WHAT TO WORK ON: Can you copy, from the text on efficient attention in Vision Transformers, the passage from "Core Concepts" up to and including "different attention mechanisms.", word for word?

Core Concepts
This paper presents a comprehensive review of recent advancements in designing efficient attention mechanisms within Vision Transformer (ViT) networks to enhance their performance and computational efficiency.
Abstract
The paper provides a thorough overview of the attention mechanism and its importance in computer vision tasks. It introduces a unified attention model and two taxonomies to categorize different attention mechanisms.
The main focus of the paper is on enhancing the efficiency of ViT networks by exploring various design techniques for the attention mechanism. The authors propose a novel taxonomy that categorizes ViT architectures based on their attention mechanism design:
Self-Attention Complexity Reduction: Techniques like windowing, reordering, and channel attention are used to reduce the computational complexity of the self-attention mechanism.
Hierarchical Transformer: Multi-scale feature representations are exploited to optimize image understanding and reduce computational costs.
Channel and Spatial Transformer: Strategies like transposing the output tensor and incorporating channel attention are used to regain global context after patch merging and windowed self-attention.
Rethinking Tokenization: Approaches that modify the token representation, such as adding more informative tokens or reducing redundant tokens, are explored.
Other: Diverse strategies like focal modulation, convolution integration, and deformable attention are also discussed.
The paper provides a comprehensive review of these design techniques, including their underlying principles, advantages, and limitations. It also discusses the real-world applications of efficient ViT models in various domains, such as image recognition, object detection, segmentation, and medical imaging.
Stats
The number of tokens N is reduced by the spatial reduction ratio R while the channel dimension is expanded by R in the Efficient Self-Attention (ESA) mechanism.
The computational complexity of ESA is reduced to O(N^2/R) compared to O(N^2) for unmodified self-attention.
Quotes
"Efficient attention normalizes the keys and queries first, then multiplies the keys and values, and lastly, the resulting global context vectors are multiplied by the queries."
"The keys and queries are transposed in cross-covariance attention, therefore the attention weights are based on the cross-covariance matrix."
"The main advantage of CrossViT is a more efficient model because the number of transformer encoders is small for the small branch patches."

EXERCISE DATA:
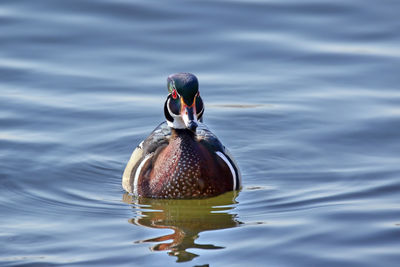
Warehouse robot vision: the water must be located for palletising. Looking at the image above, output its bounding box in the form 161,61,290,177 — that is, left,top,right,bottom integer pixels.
0,0,400,266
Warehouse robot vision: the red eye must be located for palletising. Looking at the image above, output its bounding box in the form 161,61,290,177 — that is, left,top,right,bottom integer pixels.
172,89,178,99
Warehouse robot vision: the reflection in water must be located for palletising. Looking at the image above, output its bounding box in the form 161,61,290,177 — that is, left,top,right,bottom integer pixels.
123,192,241,262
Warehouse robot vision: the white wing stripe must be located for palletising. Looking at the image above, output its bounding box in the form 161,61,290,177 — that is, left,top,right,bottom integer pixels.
133,153,153,196
215,151,236,191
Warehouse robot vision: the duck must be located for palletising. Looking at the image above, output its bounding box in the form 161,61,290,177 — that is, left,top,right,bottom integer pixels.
122,72,242,199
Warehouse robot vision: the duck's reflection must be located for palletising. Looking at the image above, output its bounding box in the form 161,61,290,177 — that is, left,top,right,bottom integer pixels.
123,192,241,262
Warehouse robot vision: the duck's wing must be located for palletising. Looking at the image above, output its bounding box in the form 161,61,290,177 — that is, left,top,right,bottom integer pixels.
122,122,171,193
196,123,242,190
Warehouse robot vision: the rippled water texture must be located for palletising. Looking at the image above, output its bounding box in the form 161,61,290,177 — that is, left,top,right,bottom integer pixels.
0,0,400,266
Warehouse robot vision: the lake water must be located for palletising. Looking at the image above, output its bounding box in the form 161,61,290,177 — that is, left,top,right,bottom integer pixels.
0,0,400,266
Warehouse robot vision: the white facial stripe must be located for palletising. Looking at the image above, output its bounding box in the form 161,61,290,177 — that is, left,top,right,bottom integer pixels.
133,153,153,196
167,99,186,129
182,107,197,126
215,151,236,190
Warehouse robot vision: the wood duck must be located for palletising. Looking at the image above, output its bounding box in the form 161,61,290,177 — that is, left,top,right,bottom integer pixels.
122,73,241,199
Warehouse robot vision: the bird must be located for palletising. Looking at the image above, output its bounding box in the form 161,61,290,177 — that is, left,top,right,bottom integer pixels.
122,72,242,199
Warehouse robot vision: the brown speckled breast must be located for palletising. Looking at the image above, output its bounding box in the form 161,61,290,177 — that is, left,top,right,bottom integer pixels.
138,130,233,198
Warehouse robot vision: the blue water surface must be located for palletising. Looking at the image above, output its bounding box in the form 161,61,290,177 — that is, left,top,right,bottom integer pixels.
0,0,400,266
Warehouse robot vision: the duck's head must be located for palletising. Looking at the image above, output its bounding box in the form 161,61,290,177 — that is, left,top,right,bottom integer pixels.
164,73,204,132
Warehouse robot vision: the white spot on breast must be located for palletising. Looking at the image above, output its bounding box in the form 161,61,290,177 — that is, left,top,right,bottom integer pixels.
215,151,236,190
133,153,153,196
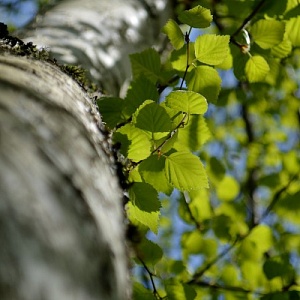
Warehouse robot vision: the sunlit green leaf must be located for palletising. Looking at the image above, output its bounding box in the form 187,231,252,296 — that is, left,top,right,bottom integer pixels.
247,225,274,253
129,182,161,212
195,34,230,65
174,115,211,151
171,42,196,72
275,190,300,224
165,152,208,191
166,90,208,114
271,39,293,58
186,66,221,102
123,75,159,118
221,264,239,286
130,48,160,83
127,201,160,233
114,124,151,162
133,100,171,133
245,55,270,82
97,97,124,128
209,156,226,182
133,282,156,300
286,16,300,47
137,238,163,265
178,5,213,28
163,20,184,49
251,20,285,49
139,155,173,194
217,176,240,201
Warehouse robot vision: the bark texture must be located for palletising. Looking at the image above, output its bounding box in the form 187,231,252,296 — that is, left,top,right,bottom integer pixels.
0,0,170,300
0,55,129,300
24,0,172,95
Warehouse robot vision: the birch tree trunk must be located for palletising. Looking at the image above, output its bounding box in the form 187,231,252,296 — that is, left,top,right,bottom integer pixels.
0,0,170,300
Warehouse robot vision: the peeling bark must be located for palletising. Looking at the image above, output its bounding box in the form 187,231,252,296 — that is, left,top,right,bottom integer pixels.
0,0,170,300
0,56,129,300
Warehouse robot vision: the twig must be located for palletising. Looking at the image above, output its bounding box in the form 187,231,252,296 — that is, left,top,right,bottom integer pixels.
190,281,264,295
183,192,203,232
138,257,162,299
187,235,239,284
179,27,192,90
242,104,257,228
231,0,266,39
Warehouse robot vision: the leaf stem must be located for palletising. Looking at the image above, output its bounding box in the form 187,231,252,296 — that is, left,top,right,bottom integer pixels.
231,0,266,39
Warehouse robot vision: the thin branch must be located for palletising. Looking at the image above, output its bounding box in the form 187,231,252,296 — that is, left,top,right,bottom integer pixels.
242,104,257,228
183,192,203,232
187,236,239,284
138,257,163,299
179,27,192,90
190,281,264,295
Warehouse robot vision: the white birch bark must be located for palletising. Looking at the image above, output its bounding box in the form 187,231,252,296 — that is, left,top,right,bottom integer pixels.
21,0,171,95
0,51,130,300
0,0,170,300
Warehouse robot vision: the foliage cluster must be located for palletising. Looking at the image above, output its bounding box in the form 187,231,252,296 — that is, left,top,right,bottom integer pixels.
98,0,300,300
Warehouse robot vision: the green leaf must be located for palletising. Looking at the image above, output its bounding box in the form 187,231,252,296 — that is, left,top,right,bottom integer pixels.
127,201,160,233
114,124,152,162
247,225,273,254
275,191,300,224
122,75,159,119
166,91,208,114
129,182,161,212
127,182,161,233
130,48,160,83
97,97,124,129
181,231,204,261
195,34,230,66
263,256,294,280
251,20,285,49
137,238,163,266
208,156,226,184
174,115,211,151
245,55,270,83
271,39,293,58
217,176,240,201
186,66,221,103
221,264,239,286
171,42,196,72
163,20,184,49
286,16,300,47
165,279,197,300
178,5,213,28
165,152,208,191
139,155,173,194
132,100,171,133
133,282,156,300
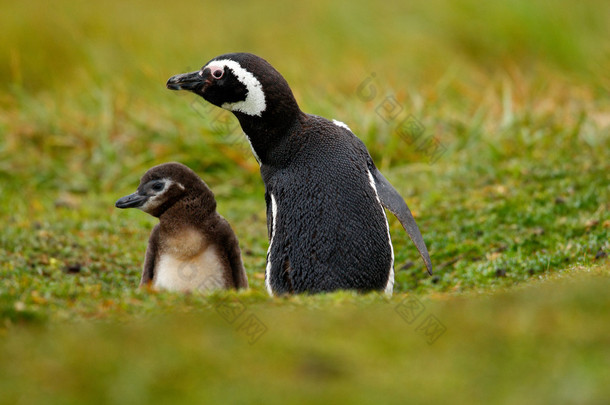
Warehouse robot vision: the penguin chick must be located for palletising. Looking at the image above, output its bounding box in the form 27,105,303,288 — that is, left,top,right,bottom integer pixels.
115,163,248,291
167,53,432,295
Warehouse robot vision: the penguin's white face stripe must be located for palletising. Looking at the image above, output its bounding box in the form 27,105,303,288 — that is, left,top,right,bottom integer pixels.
204,59,267,117
265,194,277,297
367,170,394,296
333,120,351,131
244,132,261,166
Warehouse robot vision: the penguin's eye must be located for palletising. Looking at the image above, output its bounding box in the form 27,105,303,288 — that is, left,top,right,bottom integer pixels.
151,181,165,191
212,68,225,79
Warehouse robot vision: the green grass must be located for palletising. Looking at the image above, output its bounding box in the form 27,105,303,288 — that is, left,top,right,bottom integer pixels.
0,0,610,404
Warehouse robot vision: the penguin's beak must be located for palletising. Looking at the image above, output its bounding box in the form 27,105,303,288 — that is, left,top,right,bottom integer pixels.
166,70,204,91
114,192,148,208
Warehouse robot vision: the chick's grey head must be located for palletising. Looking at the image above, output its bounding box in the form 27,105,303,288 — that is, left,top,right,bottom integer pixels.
115,163,213,217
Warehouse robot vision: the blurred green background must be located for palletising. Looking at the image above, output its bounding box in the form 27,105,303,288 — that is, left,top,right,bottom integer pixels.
0,0,610,404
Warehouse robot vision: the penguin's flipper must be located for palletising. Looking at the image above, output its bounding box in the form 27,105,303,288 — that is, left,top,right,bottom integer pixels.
140,224,159,287
371,168,432,274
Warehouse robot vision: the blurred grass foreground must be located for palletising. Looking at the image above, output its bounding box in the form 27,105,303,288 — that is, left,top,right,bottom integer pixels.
0,0,610,404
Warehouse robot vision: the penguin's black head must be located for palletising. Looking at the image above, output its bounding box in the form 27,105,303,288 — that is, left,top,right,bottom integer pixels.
167,53,298,117
115,163,215,217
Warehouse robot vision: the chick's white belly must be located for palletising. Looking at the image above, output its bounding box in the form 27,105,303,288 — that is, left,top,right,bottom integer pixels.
153,246,226,291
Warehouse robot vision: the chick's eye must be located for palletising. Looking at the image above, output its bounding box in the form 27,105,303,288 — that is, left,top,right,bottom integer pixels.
212,68,225,79
152,182,165,191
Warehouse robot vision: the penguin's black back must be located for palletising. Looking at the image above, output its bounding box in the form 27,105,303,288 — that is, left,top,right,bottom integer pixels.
261,115,393,293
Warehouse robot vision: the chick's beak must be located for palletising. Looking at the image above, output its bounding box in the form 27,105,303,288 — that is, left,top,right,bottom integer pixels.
114,192,148,208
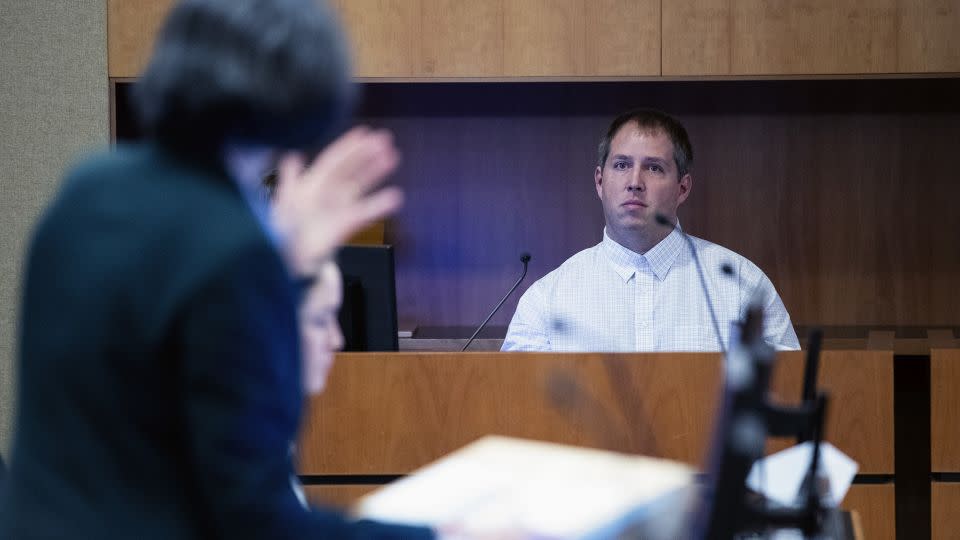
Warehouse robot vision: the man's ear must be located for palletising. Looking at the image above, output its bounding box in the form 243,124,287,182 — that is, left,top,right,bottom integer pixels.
677,173,693,206
593,165,603,199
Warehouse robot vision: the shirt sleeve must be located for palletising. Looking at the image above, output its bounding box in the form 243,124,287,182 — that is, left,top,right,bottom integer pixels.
757,275,800,351
176,246,433,540
500,279,552,352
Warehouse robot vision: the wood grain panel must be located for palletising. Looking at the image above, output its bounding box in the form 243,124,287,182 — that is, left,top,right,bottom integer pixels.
662,0,733,75
303,484,383,510
503,0,660,77
420,0,504,77
769,351,894,474
730,0,898,75
930,482,960,540
503,0,587,76
299,353,719,474
663,0,904,75
930,349,960,470
330,0,420,77
840,484,897,540
897,0,960,73
107,0,176,77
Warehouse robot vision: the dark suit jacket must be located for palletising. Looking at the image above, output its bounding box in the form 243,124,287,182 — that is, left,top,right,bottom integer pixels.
0,146,431,540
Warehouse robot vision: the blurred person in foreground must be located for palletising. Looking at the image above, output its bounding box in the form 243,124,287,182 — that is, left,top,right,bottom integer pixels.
0,0,432,540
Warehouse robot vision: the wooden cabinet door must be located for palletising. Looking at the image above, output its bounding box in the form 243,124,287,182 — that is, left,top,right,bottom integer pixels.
663,0,960,75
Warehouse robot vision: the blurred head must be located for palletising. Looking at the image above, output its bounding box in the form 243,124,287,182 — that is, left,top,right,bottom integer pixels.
134,0,352,156
299,261,343,394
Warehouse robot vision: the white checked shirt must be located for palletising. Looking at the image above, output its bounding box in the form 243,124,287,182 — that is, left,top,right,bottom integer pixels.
502,230,800,352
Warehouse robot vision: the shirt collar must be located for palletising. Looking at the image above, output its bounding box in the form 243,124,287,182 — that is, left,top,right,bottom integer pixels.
600,222,683,282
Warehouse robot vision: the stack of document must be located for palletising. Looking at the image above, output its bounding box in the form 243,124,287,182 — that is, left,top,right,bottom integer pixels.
355,436,695,539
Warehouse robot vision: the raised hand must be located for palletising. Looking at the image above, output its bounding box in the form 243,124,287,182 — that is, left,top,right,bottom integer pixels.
273,126,403,275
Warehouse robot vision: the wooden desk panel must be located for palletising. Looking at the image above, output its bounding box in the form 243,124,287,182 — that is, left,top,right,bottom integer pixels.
930,482,960,540
840,484,897,540
300,351,894,474
930,349,960,472
300,353,720,474
770,351,894,474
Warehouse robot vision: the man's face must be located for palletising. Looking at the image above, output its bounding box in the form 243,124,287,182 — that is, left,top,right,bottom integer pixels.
300,262,343,394
594,122,692,247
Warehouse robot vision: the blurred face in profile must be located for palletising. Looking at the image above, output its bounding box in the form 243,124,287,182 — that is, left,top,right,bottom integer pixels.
300,261,343,394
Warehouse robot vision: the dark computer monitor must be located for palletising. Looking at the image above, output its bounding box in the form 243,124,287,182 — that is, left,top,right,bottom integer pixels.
337,246,399,351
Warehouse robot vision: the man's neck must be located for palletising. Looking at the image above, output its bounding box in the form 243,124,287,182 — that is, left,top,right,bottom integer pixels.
607,226,670,255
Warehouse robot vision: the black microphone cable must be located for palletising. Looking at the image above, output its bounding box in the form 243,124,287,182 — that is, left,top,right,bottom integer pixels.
460,253,530,352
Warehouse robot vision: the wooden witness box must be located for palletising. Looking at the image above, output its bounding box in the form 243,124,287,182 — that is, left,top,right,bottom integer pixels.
299,351,894,538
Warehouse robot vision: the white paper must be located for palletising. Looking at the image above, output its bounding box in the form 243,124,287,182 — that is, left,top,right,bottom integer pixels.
747,442,859,506
356,437,694,538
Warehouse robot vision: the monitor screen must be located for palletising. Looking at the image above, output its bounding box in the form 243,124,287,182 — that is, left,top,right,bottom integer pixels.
337,246,399,351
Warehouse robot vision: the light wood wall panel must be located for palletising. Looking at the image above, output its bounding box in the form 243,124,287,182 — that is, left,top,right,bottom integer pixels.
930,482,960,540
930,349,960,473
840,484,897,540
330,0,420,77
662,0,733,75
424,0,504,77
663,0,960,75
584,0,661,76
731,0,897,75
107,0,176,77
108,0,660,78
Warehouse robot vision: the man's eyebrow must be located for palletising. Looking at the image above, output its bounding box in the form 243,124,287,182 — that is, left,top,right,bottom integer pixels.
642,156,670,165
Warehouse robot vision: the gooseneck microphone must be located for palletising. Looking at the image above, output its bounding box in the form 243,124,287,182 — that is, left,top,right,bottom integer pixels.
460,253,530,352
655,212,733,356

FINISHED EXERCISE:
Core Concepts
This paper presents a comprehensive review of recent advancements in designing efficient attention mechanisms within Vision Transformer (ViT) networks to enhance their performance and computational efficiency.
Abstract
The paper provides a thorough overview of the attention mechanism and its importance in computer vision tasks. It introduces a unified attention model and two taxonomies to categorize different attention mechanisms.